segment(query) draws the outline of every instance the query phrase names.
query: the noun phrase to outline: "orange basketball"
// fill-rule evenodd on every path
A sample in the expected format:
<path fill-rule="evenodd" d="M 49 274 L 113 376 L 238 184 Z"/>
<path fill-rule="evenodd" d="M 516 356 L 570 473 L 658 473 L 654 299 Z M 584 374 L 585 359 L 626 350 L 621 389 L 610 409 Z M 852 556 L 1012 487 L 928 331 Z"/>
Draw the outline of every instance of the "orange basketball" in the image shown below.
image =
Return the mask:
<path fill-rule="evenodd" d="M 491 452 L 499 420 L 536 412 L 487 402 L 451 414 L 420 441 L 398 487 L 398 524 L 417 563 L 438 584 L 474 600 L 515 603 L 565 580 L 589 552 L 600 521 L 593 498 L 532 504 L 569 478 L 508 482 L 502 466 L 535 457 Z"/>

### Task to carry out
Determine the number of lines in the listing above containing the word "image"; respond with that figure only.

### Answer to this task
2